What the task asks: Treat the line containing "10, row 75." as the first line and the final line of the material below as the last; reproduce that range exactly.

Records:
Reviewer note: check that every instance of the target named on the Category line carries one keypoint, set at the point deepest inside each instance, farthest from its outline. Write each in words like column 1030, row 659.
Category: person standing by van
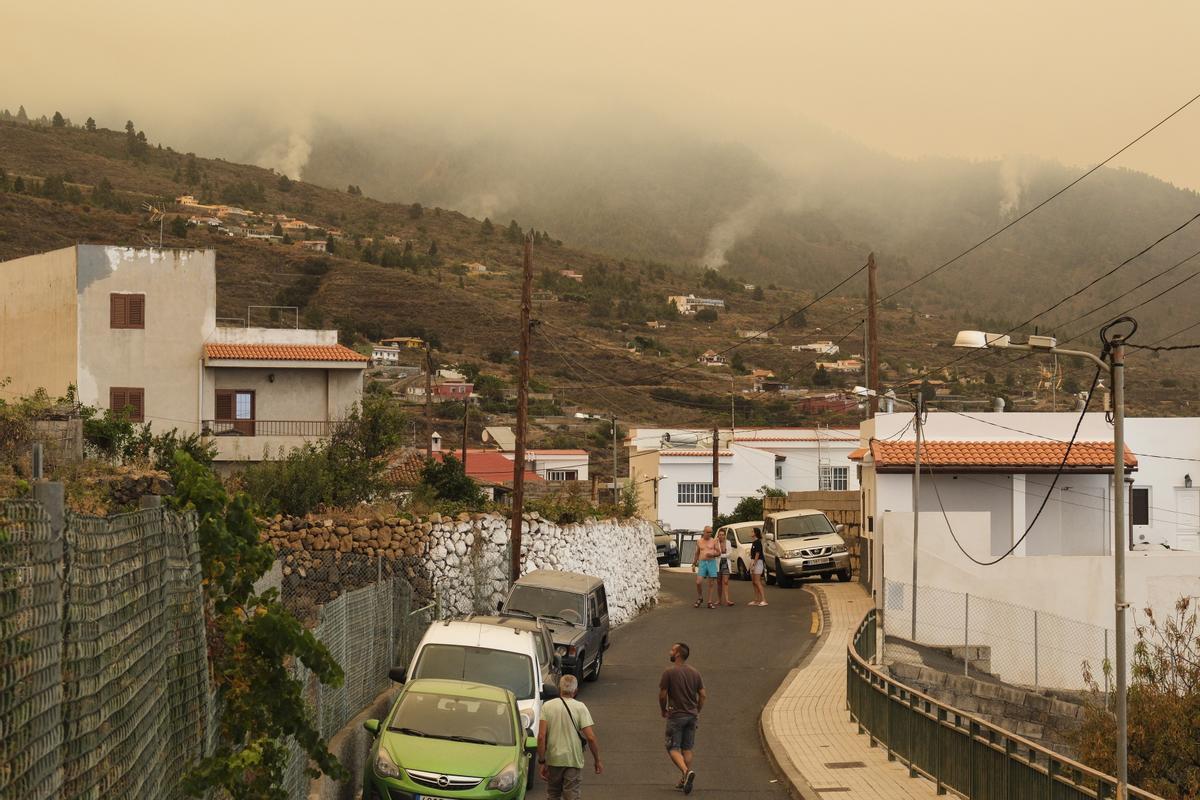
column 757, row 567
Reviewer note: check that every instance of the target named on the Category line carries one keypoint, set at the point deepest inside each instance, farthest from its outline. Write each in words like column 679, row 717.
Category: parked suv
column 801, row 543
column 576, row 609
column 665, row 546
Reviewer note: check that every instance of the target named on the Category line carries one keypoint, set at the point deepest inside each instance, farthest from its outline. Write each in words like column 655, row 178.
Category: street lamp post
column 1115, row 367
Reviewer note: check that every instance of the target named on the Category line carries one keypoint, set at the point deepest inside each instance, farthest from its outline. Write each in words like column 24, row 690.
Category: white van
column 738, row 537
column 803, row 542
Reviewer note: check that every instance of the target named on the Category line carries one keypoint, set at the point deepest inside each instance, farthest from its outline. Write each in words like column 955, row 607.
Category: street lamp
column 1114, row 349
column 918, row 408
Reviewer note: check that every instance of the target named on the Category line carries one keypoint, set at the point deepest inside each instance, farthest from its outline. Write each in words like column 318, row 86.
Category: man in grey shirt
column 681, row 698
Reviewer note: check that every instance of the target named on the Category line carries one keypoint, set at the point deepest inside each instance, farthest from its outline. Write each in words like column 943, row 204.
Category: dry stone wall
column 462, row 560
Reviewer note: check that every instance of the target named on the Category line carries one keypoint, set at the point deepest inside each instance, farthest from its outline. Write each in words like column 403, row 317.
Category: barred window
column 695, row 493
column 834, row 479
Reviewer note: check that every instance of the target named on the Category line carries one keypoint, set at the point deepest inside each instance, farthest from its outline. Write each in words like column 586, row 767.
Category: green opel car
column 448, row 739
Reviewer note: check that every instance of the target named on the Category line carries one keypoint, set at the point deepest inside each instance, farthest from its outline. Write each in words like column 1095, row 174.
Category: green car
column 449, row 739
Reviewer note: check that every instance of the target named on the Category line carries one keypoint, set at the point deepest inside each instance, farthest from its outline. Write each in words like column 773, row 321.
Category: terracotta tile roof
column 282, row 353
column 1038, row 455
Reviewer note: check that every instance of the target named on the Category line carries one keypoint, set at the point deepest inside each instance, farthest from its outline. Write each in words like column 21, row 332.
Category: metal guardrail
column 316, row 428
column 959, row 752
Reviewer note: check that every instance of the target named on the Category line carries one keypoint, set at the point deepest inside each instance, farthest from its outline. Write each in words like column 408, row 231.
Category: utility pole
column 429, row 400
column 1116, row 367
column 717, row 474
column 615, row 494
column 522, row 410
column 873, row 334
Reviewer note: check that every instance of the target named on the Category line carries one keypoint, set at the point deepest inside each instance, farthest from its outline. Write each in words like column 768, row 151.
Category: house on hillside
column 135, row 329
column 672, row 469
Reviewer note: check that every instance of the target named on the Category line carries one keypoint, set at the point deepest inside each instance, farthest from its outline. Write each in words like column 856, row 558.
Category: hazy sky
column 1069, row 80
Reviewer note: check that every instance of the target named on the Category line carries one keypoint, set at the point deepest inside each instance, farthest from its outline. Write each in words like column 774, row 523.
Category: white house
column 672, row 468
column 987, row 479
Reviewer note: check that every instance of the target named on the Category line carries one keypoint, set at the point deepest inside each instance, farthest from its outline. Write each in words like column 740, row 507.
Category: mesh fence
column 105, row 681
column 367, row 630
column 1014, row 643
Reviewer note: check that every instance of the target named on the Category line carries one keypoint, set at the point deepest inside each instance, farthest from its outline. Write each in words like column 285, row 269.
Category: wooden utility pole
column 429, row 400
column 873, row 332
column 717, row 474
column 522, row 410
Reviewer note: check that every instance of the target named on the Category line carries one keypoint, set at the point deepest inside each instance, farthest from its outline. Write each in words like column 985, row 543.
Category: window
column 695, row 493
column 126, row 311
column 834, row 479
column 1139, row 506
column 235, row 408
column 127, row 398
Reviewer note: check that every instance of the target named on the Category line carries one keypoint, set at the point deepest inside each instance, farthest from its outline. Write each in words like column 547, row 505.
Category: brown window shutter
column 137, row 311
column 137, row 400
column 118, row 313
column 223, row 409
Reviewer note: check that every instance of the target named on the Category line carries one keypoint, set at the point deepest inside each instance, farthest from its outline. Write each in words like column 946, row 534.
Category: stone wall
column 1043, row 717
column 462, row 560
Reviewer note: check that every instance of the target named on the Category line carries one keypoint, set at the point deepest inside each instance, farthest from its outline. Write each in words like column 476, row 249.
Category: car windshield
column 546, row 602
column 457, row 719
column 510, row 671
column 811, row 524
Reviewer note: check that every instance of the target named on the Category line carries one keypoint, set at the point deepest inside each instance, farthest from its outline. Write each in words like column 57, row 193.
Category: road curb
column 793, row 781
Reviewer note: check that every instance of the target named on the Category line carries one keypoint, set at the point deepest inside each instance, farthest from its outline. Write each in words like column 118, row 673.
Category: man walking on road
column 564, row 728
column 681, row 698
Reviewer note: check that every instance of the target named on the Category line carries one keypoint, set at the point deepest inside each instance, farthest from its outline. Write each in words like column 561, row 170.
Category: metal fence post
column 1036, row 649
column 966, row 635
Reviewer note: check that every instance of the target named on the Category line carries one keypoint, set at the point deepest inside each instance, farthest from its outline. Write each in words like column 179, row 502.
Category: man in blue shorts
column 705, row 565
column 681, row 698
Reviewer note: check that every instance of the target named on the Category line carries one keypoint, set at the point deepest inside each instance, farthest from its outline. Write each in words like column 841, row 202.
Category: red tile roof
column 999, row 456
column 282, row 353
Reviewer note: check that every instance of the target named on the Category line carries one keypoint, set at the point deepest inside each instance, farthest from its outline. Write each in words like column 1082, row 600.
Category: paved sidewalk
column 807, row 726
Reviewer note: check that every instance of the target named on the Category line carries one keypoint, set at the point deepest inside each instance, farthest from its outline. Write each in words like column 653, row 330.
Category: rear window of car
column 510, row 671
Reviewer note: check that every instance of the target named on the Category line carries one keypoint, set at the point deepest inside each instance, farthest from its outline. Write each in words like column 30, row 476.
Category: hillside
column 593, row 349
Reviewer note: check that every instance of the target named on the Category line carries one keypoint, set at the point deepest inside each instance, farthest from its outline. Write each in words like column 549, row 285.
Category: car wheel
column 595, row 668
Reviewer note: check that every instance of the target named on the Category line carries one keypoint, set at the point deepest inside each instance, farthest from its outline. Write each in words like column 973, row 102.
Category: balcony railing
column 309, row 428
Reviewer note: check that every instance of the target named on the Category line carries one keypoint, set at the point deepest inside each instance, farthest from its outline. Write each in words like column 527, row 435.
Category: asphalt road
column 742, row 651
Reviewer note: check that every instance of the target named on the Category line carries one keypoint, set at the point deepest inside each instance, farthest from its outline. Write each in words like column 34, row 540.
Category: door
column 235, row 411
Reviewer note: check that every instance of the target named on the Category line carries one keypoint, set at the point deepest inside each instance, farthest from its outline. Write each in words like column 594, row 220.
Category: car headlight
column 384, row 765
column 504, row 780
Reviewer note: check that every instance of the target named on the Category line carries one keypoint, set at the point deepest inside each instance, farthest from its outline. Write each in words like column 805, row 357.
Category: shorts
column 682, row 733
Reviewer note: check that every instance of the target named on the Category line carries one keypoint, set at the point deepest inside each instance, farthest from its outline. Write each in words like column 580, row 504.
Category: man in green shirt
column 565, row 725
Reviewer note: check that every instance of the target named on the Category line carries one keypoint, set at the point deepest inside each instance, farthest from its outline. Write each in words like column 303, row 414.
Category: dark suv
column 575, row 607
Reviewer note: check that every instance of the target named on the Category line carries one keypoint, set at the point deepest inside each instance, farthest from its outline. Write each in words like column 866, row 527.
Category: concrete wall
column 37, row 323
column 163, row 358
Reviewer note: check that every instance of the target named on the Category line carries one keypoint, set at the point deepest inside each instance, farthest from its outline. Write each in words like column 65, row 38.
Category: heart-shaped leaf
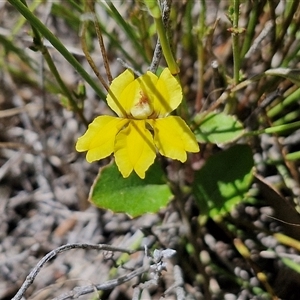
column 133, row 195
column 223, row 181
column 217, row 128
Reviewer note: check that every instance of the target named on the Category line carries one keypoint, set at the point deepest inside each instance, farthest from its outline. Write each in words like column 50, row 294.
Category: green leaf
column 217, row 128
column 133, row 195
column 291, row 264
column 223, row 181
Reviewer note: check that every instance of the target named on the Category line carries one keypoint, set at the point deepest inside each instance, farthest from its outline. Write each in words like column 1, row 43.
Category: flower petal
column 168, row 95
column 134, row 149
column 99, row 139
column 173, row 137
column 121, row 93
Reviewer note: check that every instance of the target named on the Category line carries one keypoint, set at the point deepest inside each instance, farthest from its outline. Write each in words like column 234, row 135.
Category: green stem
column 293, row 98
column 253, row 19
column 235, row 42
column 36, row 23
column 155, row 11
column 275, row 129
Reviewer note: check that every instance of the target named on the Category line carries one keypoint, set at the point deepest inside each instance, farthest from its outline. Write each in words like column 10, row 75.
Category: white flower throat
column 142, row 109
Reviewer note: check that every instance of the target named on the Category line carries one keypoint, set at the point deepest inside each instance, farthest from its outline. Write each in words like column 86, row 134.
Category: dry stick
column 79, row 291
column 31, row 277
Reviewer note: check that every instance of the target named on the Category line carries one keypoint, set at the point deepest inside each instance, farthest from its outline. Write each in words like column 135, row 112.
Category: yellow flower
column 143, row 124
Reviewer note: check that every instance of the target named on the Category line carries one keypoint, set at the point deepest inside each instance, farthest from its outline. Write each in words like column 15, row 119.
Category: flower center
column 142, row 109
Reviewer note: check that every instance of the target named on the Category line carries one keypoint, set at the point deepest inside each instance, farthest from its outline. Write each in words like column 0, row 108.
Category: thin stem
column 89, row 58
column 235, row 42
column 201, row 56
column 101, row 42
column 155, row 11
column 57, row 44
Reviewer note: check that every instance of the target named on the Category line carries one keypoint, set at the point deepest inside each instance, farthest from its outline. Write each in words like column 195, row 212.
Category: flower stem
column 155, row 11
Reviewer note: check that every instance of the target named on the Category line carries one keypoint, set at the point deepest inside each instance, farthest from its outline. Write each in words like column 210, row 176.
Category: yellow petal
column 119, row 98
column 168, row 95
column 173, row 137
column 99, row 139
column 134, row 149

Written response:
Reviewer note: check that every instance of the target named on the Category line carries one keypoint, set at the point deepest inside each instance, farthest from its outline. Write each in words like column 10, row 75.
Category: white flower throat
column 142, row 109
Reviewer note: check that every instance of the target named on the Category line carries one keypoint, set at the point deepest inside each instance, farthest from its outline. Write each in words like column 86, row 134.
Category: dry stick
column 79, row 291
column 31, row 277
Reviewer note: check that every instance of the target named on the Category line carries one keypoint, set at the point deepest inside each instance, farthest from its outline. Write each in words like column 135, row 112.
Category: yellow flower
column 143, row 124
Reviewer note: check that every instance of the target named on the Category line carries one keypoint, set at the point deepest inside each instance, farthest from its outline. Write each in words like column 15, row 119.
Category: flower center
column 142, row 109
Reviewer note: check that every instance of the target named on the Category line carries one keypoint, set at the point deepest inside each instance, farthest from its outline. Write each in words like column 0, row 108.
Category: thin stem
column 89, row 58
column 235, row 42
column 201, row 56
column 101, row 42
column 155, row 11
column 57, row 44
Reviewer note: check that every instance of the target named on the Category line carries one keypoint, set at the point deepest inside each instance, farthest from its outline. Write each in words like column 195, row 212.
Category: flower stem
column 155, row 11
Reviewer note: check that every instance of the target named on the Category line carries one keypoint, set at the point deepest inside each instance, farthest from its outline. Write each in words like column 210, row 176.
Category: yellow petal
column 119, row 98
column 168, row 95
column 173, row 137
column 99, row 139
column 134, row 149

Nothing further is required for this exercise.